• TASK REQUIREMENTS: Retype the records exactly, from the start down through the line containing "60L58 255L424 324L800".

• INFORMATION SHOWN:
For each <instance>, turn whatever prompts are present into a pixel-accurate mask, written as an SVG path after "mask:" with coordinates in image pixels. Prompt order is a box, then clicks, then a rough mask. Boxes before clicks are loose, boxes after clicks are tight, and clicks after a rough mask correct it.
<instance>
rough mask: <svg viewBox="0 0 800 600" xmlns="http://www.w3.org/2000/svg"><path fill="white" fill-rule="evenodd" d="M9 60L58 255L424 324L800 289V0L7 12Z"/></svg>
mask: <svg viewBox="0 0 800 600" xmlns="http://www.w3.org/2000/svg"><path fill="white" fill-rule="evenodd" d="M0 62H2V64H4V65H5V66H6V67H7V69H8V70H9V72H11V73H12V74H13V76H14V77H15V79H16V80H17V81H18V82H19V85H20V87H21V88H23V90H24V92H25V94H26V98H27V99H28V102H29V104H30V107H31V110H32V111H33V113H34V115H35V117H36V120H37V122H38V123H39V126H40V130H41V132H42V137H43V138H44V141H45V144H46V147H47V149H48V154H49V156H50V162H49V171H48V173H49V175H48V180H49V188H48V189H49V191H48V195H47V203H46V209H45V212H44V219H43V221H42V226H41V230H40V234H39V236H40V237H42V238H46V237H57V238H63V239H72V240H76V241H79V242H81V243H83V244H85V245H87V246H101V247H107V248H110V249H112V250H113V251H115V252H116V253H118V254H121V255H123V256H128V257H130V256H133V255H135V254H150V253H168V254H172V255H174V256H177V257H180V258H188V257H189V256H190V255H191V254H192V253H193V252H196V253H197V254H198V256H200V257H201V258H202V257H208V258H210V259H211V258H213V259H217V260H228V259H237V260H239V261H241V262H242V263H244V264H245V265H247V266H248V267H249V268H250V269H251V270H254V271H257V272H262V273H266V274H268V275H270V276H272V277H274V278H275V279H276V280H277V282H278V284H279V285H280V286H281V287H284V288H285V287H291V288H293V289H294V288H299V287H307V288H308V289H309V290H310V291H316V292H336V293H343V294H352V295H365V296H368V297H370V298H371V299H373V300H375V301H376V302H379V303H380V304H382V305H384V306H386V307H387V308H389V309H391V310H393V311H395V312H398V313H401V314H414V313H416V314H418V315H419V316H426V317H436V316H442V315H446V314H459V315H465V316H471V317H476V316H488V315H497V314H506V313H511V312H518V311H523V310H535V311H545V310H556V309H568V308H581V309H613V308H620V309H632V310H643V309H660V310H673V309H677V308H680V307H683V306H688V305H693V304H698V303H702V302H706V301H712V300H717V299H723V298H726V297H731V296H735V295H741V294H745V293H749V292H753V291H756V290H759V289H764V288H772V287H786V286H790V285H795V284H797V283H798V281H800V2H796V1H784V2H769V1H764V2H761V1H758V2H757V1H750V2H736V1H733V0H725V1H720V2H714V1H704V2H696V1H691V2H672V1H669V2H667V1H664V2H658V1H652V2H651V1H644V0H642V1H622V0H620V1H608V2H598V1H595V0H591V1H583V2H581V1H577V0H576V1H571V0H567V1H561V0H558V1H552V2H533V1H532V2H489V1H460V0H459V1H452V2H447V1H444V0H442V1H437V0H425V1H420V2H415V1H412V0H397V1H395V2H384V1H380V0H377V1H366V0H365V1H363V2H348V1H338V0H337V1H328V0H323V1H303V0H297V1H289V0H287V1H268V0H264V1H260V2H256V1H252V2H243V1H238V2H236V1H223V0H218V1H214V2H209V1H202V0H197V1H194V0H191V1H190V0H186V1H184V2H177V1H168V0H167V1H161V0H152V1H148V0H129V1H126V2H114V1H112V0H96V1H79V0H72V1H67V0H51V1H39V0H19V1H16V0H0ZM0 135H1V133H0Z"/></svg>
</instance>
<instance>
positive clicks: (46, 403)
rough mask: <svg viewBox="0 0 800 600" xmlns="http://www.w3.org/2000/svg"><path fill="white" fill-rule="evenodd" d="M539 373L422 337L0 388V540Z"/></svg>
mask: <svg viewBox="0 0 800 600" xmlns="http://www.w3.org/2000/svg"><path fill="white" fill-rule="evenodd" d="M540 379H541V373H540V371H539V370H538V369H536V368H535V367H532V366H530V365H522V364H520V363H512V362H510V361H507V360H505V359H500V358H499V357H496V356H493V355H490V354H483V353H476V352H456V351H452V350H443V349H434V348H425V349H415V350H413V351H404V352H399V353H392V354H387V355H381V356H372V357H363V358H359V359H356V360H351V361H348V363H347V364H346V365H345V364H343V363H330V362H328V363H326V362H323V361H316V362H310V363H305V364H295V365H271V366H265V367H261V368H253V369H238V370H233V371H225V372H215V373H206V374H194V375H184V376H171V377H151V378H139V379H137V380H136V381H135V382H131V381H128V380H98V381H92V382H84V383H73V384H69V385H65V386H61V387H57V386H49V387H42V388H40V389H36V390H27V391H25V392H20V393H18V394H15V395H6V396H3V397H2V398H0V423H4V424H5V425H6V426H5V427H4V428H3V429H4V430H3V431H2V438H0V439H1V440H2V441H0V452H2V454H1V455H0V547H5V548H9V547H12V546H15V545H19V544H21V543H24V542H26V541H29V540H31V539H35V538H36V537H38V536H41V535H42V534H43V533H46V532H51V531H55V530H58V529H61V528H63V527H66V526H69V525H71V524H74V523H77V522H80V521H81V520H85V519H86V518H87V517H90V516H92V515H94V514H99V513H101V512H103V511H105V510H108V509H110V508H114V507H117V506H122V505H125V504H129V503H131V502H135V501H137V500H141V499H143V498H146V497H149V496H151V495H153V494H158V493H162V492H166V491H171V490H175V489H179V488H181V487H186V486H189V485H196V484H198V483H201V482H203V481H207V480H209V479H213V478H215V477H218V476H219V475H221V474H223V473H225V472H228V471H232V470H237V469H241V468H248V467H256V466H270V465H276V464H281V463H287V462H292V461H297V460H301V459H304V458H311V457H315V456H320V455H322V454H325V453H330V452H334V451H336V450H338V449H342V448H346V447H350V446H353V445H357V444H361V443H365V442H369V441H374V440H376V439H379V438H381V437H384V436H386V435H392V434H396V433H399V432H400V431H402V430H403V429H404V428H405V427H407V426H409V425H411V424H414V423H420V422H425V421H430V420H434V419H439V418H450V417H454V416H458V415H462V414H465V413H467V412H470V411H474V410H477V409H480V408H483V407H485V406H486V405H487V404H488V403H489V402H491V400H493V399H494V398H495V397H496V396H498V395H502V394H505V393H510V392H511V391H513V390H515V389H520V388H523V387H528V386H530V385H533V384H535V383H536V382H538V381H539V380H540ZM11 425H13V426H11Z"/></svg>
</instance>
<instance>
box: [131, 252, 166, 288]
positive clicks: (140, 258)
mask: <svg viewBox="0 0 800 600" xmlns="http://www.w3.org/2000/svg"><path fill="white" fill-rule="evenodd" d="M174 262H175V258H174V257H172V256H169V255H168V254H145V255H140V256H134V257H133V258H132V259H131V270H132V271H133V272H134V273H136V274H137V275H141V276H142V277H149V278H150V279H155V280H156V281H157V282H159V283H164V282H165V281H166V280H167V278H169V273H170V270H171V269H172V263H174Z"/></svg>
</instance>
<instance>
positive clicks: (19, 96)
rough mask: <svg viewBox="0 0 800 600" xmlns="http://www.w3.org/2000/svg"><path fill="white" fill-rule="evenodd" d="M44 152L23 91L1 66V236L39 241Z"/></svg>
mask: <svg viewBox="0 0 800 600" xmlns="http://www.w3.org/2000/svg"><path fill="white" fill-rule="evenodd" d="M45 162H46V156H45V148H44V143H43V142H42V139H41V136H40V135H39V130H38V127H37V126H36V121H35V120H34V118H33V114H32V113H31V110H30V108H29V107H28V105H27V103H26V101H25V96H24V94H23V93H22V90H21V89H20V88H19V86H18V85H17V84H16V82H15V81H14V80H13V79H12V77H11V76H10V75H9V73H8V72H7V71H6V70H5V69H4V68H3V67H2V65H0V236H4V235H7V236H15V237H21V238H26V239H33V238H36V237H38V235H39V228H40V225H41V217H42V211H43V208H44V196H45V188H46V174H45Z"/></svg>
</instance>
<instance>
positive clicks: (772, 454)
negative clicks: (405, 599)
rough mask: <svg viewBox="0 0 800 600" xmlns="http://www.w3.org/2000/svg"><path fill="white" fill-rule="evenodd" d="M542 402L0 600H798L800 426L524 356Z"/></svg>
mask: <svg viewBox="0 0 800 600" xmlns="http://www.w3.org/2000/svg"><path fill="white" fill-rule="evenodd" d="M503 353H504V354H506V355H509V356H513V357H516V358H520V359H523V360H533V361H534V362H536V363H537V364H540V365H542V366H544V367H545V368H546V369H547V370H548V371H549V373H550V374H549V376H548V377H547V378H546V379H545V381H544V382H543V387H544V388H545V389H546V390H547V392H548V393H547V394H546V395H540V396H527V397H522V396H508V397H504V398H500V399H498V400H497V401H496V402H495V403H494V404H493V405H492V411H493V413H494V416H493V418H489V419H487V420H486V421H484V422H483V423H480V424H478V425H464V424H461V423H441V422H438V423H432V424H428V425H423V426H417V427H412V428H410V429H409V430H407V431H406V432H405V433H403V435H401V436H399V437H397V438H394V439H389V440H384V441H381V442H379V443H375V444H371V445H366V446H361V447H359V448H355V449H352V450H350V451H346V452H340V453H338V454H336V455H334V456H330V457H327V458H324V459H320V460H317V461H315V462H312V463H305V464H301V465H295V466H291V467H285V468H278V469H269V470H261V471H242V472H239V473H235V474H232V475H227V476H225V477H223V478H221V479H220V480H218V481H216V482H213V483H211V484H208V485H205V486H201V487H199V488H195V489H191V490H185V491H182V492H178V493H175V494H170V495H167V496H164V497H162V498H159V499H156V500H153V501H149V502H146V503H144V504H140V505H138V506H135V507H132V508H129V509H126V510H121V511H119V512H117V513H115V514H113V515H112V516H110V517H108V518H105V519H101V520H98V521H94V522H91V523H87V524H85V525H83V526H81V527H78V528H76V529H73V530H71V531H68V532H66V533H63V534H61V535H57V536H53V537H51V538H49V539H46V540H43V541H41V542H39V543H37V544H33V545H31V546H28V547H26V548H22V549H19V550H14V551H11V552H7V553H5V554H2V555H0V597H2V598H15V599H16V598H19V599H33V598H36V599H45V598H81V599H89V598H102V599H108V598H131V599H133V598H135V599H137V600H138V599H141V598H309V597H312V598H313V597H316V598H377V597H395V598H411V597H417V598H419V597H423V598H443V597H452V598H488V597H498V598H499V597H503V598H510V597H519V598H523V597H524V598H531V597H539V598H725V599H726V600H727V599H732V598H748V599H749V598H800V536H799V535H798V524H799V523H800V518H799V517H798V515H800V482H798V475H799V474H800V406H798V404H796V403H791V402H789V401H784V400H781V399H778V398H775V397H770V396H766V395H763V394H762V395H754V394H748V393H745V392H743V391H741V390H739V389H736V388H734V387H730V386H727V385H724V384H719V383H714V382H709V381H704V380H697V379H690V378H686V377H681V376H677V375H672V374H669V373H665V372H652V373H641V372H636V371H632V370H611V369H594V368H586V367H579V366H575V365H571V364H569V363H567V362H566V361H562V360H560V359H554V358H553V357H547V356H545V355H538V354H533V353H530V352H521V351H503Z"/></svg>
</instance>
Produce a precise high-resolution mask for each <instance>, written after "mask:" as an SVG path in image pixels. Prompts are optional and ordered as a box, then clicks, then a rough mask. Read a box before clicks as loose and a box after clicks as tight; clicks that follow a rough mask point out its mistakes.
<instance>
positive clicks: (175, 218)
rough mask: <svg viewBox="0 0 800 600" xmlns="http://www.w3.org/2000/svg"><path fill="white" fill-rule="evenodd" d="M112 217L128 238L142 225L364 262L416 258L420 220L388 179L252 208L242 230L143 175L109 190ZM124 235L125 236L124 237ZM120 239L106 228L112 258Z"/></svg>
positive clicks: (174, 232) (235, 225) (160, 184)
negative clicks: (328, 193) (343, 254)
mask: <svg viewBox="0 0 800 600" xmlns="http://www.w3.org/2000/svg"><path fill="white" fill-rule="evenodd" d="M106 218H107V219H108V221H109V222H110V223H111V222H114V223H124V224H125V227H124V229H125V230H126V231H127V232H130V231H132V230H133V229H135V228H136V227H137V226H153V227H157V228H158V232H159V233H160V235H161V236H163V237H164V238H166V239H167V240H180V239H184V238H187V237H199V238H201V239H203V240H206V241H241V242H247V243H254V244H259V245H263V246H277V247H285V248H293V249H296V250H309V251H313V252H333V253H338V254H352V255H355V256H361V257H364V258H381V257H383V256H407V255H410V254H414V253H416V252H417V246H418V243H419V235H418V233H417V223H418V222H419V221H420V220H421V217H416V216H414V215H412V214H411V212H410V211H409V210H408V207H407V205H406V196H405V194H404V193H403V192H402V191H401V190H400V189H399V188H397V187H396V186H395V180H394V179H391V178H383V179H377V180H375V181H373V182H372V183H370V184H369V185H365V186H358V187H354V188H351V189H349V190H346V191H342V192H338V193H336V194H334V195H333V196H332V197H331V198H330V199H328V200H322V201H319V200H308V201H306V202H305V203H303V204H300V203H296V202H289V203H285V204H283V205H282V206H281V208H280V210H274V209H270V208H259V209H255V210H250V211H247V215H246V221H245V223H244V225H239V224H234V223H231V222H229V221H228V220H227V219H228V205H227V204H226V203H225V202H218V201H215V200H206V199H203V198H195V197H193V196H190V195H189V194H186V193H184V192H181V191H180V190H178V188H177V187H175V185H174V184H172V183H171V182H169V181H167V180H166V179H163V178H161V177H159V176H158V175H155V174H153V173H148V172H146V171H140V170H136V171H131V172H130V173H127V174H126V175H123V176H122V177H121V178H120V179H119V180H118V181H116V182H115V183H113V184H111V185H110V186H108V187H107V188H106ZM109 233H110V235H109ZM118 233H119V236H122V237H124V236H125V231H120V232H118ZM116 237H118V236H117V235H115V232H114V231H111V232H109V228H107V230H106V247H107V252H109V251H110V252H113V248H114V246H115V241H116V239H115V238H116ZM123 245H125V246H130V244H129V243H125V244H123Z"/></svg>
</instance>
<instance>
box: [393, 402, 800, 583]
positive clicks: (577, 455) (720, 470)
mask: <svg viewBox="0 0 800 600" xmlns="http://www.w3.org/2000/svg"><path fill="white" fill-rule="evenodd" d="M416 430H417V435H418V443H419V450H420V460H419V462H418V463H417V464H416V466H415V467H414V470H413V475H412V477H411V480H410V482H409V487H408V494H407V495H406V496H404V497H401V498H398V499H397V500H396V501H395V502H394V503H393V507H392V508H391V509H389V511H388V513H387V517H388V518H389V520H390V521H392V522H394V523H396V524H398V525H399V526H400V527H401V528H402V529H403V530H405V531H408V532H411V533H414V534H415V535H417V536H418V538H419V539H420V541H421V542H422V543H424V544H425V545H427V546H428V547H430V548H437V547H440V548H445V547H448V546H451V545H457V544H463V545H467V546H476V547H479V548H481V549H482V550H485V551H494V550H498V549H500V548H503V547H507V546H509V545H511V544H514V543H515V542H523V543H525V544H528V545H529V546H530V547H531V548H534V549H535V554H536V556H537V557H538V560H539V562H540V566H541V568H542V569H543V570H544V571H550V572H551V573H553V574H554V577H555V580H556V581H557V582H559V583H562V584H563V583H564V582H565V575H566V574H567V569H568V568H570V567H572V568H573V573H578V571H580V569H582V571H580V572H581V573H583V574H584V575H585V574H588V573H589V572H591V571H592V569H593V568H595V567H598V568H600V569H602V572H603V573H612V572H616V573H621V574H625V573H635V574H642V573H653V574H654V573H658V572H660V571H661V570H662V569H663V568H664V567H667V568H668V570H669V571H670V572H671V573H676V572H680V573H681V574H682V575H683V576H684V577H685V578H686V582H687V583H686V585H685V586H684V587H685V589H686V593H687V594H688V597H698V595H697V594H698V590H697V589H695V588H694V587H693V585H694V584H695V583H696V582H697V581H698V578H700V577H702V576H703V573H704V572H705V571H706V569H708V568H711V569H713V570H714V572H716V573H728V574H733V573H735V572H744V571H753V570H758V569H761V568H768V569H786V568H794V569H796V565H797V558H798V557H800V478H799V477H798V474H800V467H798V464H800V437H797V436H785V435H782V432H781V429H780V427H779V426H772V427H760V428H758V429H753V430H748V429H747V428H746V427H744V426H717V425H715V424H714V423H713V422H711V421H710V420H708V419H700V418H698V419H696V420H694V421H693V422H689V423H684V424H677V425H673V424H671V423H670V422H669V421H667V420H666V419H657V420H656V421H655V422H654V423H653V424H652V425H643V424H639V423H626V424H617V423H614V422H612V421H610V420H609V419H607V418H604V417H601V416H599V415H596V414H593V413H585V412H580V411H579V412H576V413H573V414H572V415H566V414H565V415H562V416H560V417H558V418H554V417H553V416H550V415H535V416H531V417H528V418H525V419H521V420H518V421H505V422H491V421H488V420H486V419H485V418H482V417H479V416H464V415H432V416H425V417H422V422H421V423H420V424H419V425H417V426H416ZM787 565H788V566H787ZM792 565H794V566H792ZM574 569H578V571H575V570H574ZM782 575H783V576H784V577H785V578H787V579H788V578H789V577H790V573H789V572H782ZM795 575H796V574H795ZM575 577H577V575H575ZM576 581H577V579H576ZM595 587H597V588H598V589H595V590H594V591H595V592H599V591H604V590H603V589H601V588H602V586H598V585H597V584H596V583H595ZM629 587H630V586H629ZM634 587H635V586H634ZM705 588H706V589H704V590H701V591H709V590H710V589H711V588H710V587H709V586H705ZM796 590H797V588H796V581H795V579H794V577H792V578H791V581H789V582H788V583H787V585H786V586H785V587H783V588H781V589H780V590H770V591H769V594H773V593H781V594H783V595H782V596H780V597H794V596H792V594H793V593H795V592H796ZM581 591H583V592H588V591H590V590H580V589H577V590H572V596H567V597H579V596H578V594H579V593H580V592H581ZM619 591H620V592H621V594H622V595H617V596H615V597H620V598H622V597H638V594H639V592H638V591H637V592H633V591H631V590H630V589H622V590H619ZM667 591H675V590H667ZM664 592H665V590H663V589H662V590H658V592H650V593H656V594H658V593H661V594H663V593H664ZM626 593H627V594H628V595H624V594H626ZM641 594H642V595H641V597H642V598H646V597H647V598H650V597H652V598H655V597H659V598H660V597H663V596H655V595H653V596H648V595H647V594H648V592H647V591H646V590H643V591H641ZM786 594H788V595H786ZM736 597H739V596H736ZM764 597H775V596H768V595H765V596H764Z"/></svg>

• RESPONSE BOX:
For each <instance>, turn whatever prompts are present into a pixel-accurate mask, written as an SVG path after "mask:" with coordinates in image pixels. Prompt order is a box, then clicks, then a rough mask. Boxes before clicks are loose, boxes after clicks are tight, and clicks after a rough mask correct it.
<instance>
rough mask: <svg viewBox="0 0 800 600" xmlns="http://www.w3.org/2000/svg"><path fill="white" fill-rule="evenodd" d="M9 60L58 255L424 324L800 289V0L7 12Z"/></svg>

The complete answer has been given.